INFORMATION GIVEN:
-=-=-=-=-

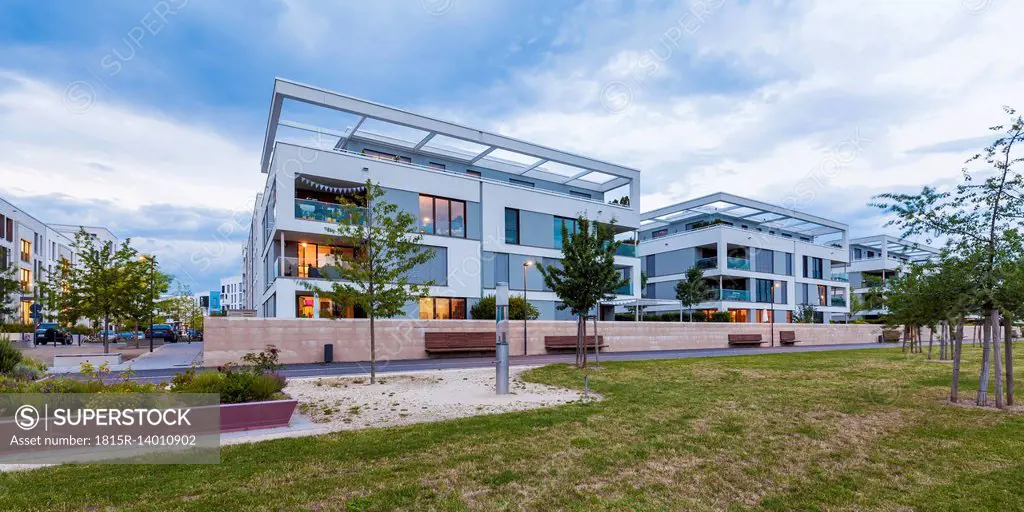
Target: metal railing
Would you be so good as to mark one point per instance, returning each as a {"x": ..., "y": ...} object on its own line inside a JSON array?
[
  {"x": 318, "y": 211},
  {"x": 738, "y": 263},
  {"x": 306, "y": 269}
]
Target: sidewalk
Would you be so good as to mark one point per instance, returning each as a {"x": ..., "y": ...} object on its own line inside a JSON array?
[{"x": 168, "y": 356}]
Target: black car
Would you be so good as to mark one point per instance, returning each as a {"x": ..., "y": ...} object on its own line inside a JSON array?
[
  {"x": 46, "y": 333},
  {"x": 164, "y": 332}
]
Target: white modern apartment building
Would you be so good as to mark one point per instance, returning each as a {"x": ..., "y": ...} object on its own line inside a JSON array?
[
  {"x": 35, "y": 249},
  {"x": 488, "y": 207},
  {"x": 875, "y": 259},
  {"x": 760, "y": 259},
  {"x": 231, "y": 292}
]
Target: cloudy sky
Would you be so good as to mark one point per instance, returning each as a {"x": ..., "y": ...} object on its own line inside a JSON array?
[{"x": 146, "y": 117}]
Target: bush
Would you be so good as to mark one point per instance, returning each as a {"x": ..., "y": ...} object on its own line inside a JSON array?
[{"x": 10, "y": 356}]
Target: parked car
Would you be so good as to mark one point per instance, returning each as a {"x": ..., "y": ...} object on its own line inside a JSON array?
[
  {"x": 164, "y": 332},
  {"x": 51, "y": 332}
]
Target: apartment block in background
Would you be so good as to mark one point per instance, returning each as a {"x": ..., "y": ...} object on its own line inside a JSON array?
[
  {"x": 488, "y": 207},
  {"x": 758, "y": 258},
  {"x": 876, "y": 259}
]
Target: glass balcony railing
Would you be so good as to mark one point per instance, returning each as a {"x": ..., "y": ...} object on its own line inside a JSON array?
[
  {"x": 742, "y": 295},
  {"x": 628, "y": 250},
  {"x": 626, "y": 289},
  {"x": 306, "y": 269},
  {"x": 707, "y": 263},
  {"x": 329, "y": 212},
  {"x": 738, "y": 263}
]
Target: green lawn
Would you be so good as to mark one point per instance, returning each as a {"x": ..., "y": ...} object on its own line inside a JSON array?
[{"x": 845, "y": 430}]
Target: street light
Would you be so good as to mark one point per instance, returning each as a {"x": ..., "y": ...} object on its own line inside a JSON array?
[
  {"x": 153, "y": 292},
  {"x": 525, "y": 265}
]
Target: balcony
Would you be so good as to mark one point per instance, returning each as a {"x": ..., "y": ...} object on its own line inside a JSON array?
[
  {"x": 707, "y": 263},
  {"x": 740, "y": 295},
  {"x": 306, "y": 269},
  {"x": 738, "y": 263},
  {"x": 317, "y": 211}
]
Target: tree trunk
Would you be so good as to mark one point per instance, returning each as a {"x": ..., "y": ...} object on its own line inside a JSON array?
[
  {"x": 1009, "y": 344},
  {"x": 957, "y": 341},
  {"x": 986, "y": 356},
  {"x": 996, "y": 357},
  {"x": 373, "y": 350}
]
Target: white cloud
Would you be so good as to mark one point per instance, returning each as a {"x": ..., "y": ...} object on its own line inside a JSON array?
[{"x": 903, "y": 75}]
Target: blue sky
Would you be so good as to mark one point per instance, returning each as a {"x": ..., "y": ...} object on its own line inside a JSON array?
[{"x": 147, "y": 117}]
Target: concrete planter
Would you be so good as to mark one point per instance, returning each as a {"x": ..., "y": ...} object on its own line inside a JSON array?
[{"x": 256, "y": 415}]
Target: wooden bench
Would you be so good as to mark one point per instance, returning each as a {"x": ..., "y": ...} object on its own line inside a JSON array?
[
  {"x": 744, "y": 339},
  {"x": 563, "y": 342},
  {"x": 460, "y": 342},
  {"x": 787, "y": 337}
]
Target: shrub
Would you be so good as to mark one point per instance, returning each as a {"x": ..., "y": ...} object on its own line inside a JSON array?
[
  {"x": 10, "y": 356},
  {"x": 265, "y": 361}
]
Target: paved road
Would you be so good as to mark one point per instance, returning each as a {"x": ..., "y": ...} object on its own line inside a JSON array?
[{"x": 339, "y": 369}]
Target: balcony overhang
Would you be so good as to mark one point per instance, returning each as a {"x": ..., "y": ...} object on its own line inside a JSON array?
[{"x": 440, "y": 139}]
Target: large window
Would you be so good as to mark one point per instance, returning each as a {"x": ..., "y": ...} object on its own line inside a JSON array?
[
  {"x": 511, "y": 225},
  {"x": 445, "y": 217},
  {"x": 442, "y": 308},
  {"x": 386, "y": 156},
  {"x": 568, "y": 224}
]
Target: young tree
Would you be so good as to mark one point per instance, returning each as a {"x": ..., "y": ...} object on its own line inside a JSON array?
[
  {"x": 977, "y": 218},
  {"x": 376, "y": 275},
  {"x": 587, "y": 273},
  {"x": 692, "y": 290},
  {"x": 103, "y": 278},
  {"x": 485, "y": 308}
]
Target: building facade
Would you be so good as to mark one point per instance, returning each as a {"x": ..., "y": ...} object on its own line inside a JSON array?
[
  {"x": 760, "y": 259},
  {"x": 873, "y": 260},
  {"x": 488, "y": 207}
]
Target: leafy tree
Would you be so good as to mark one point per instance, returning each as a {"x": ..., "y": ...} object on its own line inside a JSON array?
[
  {"x": 485, "y": 308},
  {"x": 978, "y": 219},
  {"x": 587, "y": 273},
  {"x": 376, "y": 275},
  {"x": 692, "y": 290},
  {"x": 103, "y": 278}
]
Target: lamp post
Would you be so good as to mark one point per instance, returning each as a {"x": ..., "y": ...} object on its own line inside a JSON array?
[{"x": 526, "y": 264}]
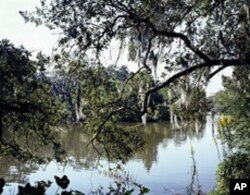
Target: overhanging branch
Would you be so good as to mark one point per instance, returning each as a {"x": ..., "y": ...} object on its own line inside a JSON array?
[{"x": 223, "y": 62}]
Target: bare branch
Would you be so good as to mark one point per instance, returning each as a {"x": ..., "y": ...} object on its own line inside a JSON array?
[{"x": 224, "y": 62}]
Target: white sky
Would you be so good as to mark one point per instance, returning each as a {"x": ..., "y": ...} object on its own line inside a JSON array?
[{"x": 13, "y": 27}]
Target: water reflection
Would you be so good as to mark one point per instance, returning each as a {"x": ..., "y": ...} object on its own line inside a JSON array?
[{"x": 164, "y": 161}]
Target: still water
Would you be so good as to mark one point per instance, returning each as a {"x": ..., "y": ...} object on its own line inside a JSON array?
[{"x": 165, "y": 165}]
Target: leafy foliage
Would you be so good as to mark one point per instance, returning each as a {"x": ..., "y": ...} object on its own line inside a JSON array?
[
  {"x": 234, "y": 129},
  {"x": 27, "y": 108}
]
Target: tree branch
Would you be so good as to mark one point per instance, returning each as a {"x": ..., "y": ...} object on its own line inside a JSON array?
[{"x": 224, "y": 62}]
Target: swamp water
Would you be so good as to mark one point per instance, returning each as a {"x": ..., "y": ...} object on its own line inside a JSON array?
[{"x": 172, "y": 162}]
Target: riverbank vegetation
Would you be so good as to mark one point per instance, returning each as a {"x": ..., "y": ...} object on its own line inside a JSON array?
[{"x": 191, "y": 40}]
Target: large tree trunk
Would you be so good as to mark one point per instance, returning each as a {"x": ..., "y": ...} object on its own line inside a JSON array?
[{"x": 78, "y": 106}]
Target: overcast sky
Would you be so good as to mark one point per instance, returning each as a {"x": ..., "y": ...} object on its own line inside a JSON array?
[{"x": 13, "y": 27}]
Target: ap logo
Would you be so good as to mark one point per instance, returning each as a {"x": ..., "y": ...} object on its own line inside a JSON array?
[{"x": 239, "y": 186}]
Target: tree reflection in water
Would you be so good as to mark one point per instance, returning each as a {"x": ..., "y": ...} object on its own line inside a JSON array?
[{"x": 75, "y": 142}]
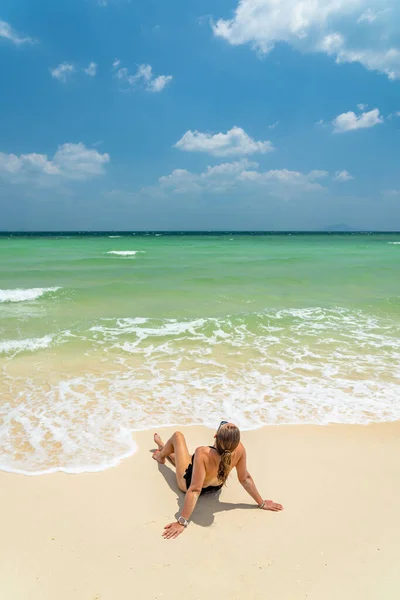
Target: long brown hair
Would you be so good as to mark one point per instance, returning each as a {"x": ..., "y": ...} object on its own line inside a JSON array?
[{"x": 226, "y": 441}]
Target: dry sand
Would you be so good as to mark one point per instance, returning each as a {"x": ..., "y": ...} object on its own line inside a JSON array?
[{"x": 98, "y": 536}]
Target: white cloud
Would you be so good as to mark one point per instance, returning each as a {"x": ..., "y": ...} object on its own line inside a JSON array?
[
  {"x": 243, "y": 175},
  {"x": 70, "y": 162},
  {"x": 91, "y": 70},
  {"x": 62, "y": 71},
  {"x": 350, "y": 121},
  {"x": 234, "y": 142},
  {"x": 370, "y": 15},
  {"x": 144, "y": 75},
  {"x": 342, "y": 176},
  {"x": 314, "y": 26},
  {"x": 8, "y": 33},
  {"x": 159, "y": 83}
]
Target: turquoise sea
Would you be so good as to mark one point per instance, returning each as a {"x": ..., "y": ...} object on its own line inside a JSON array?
[{"x": 104, "y": 335}]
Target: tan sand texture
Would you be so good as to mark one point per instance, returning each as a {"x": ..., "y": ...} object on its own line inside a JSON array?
[{"x": 98, "y": 536}]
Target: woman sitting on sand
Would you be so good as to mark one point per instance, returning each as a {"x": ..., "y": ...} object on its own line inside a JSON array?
[{"x": 207, "y": 470}]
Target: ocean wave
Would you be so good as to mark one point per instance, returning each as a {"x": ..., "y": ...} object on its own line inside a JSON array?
[
  {"x": 292, "y": 366},
  {"x": 25, "y": 295},
  {"x": 25, "y": 345},
  {"x": 124, "y": 252}
]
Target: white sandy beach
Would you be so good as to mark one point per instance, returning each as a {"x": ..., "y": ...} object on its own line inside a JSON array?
[{"x": 98, "y": 536}]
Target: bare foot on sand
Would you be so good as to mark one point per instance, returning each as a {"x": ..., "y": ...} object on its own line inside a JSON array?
[
  {"x": 157, "y": 457},
  {"x": 156, "y": 454},
  {"x": 158, "y": 441}
]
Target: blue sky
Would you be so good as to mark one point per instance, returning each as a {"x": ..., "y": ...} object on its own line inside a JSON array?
[{"x": 224, "y": 114}]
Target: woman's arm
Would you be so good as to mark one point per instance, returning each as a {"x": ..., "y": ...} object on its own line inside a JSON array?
[
  {"x": 248, "y": 483},
  {"x": 192, "y": 495}
]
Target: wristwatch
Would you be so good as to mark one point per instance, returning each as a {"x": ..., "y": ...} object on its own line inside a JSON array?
[{"x": 183, "y": 521}]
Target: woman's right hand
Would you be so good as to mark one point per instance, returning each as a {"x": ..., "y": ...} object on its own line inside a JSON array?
[{"x": 271, "y": 505}]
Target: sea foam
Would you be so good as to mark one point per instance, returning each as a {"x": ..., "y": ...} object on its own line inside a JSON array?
[
  {"x": 25, "y": 295},
  {"x": 25, "y": 345},
  {"x": 124, "y": 252},
  {"x": 309, "y": 365}
]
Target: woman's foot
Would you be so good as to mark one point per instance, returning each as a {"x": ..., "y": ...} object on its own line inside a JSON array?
[
  {"x": 157, "y": 453},
  {"x": 158, "y": 441},
  {"x": 157, "y": 457}
]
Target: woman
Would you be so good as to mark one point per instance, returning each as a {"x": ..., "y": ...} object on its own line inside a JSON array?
[{"x": 207, "y": 470}]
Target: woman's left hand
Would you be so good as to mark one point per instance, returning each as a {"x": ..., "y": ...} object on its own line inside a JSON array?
[{"x": 172, "y": 530}]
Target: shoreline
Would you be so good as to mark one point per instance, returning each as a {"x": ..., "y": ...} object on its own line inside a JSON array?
[
  {"x": 97, "y": 536},
  {"x": 117, "y": 461}
]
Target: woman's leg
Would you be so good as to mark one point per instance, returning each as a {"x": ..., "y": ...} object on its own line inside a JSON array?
[{"x": 177, "y": 450}]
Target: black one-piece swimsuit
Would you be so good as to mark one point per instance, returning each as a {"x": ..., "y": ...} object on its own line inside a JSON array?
[{"x": 188, "y": 478}]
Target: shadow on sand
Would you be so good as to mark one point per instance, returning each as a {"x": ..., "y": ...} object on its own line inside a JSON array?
[{"x": 207, "y": 506}]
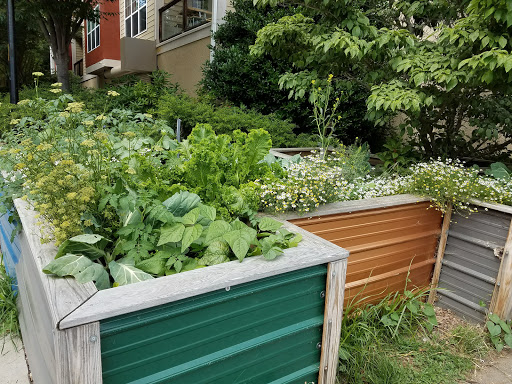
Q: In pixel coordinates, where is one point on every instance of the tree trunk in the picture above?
(62, 61)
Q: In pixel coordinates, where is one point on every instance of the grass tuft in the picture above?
(391, 342)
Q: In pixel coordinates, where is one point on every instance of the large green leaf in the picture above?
(171, 234)
(124, 272)
(240, 241)
(190, 235)
(269, 248)
(216, 253)
(87, 238)
(81, 268)
(508, 340)
(90, 246)
(181, 203)
(208, 212)
(216, 230)
(190, 218)
(269, 224)
(155, 264)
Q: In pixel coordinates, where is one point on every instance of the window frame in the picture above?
(91, 31)
(130, 17)
(184, 21)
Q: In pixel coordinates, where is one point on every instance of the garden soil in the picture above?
(497, 370)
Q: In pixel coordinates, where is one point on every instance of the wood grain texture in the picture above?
(40, 362)
(78, 355)
(62, 295)
(333, 314)
(503, 303)
(44, 301)
(130, 298)
(354, 206)
(440, 253)
(497, 207)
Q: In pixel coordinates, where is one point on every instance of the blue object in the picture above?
(10, 250)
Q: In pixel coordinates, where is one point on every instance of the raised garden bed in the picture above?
(399, 240)
(390, 239)
(286, 153)
(265, 321)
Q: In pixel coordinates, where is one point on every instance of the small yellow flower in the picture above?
(129, 134)
(75, 107)
(88, 143)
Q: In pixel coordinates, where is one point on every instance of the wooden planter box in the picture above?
(391, 240)
(262, 321)
(398, 240)
(259, 321)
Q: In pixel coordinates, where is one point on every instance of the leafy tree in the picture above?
(455, 78)
(60, 22)
(456, 90)
(238, 77)
(31, 47)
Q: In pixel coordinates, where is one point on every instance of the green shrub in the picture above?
(225, 119)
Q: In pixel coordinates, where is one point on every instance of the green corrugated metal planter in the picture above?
(257, 332)
(258, 321)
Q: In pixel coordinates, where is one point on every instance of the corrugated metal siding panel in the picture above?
(265, 331)
(470, 265)
(386, 245)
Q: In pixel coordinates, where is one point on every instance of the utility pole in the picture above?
(12, 55)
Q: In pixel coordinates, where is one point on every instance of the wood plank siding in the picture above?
(387, 246)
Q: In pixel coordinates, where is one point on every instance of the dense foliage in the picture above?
(240, 78)
(226, 119)
(446, 66)
(31, 47)
(115, 188)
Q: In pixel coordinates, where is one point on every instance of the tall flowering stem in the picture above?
(324, 114)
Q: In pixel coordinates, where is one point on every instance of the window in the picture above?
(93, 32)
(135, 17)
(179, 16)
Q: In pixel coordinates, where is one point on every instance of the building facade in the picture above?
(140, 36)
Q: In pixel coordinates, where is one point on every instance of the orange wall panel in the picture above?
(109, 47)
(387, 246)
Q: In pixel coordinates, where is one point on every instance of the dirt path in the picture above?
(497, 370)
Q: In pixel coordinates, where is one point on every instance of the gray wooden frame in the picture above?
(60, 317)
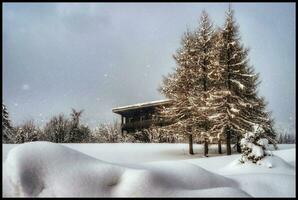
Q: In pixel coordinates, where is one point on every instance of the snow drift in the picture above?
(48, 169)
(43, 169)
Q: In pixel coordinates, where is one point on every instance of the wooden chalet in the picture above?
(141, 116)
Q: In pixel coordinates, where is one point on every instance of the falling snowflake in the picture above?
(25, 87)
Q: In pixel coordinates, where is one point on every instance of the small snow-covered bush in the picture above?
(254, 146)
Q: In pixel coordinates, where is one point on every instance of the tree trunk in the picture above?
(238, 145)
(190, 144)
(219, 147)
(205, 148)
(229, 152)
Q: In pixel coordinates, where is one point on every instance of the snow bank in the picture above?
(136, 170)
(45, 169)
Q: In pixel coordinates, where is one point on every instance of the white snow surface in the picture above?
(44, 169)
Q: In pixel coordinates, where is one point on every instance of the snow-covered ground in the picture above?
(142, 170)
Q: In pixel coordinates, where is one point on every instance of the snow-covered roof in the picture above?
(141, 105)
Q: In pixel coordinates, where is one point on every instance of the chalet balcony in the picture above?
(138, 125)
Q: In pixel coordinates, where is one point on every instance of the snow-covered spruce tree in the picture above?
(27, 132)
(57, 129)
(189, 84)
(254, 146)
(7, 132)
(235, 103)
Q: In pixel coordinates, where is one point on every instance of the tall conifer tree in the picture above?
(235, 104)
(189, 84)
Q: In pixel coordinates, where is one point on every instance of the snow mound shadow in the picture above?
(44, 169)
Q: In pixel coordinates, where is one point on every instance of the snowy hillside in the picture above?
(141, 170)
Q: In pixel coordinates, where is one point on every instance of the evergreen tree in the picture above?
(189, 84)
(7, 133)
(254, 146)
(235, 104)
(27, 132)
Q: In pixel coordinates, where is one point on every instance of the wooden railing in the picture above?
(143, 124)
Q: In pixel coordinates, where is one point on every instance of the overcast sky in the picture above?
(58, 56)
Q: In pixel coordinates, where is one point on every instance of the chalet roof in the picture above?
(119, 110)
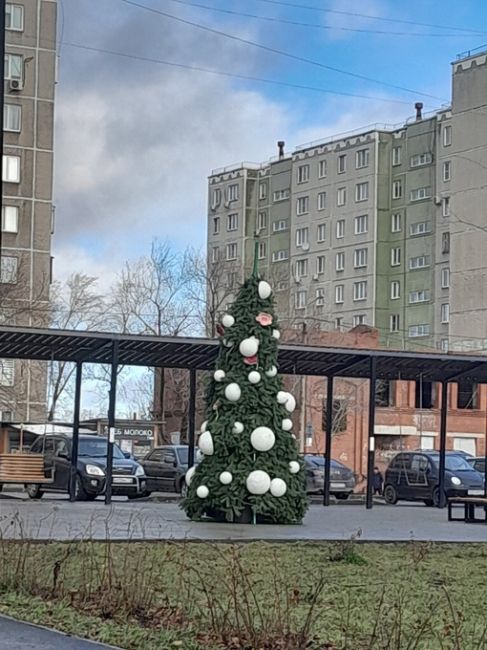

-=-=-=-=-

WORK TO DO: Pick out every line in the records above that contains the word "reflection", matching case exactly, and copy each one.

WRITTEN SOLUTION:
Target: water reflection
Target: tree reflection in water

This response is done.